Work instruction
Give the line containing "negative clicks: (322, 391)" again, exactly, along with all later lines of the entries, through the last one.

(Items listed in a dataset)
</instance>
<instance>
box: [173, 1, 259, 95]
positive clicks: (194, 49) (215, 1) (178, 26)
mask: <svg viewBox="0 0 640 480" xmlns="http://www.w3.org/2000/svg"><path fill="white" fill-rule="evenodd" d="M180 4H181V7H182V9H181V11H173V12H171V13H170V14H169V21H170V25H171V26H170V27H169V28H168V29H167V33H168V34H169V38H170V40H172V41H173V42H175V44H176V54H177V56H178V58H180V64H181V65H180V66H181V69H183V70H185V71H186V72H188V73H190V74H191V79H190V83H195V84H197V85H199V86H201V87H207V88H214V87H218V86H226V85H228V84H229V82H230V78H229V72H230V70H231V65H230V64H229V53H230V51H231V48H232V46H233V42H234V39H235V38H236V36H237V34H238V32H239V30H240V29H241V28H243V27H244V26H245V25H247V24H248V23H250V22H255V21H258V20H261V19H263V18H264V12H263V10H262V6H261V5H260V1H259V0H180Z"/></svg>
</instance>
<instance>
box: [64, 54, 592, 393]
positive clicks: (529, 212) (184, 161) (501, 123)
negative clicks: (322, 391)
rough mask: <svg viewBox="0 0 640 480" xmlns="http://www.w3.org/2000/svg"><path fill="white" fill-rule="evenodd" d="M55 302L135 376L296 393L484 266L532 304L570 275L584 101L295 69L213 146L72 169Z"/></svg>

Response to the exercise
negative clicks: (322, 391)
rough mask: <svg viewBox="0 0 640 480" xmlns="http://www.w3.org/2000/svg"><path fill="white" fill-rule="evenodd" d="M55 302L135 376L296 393L484 266L532 304L570 275L584 101L295 69L213 146L72 169Z"/></svg>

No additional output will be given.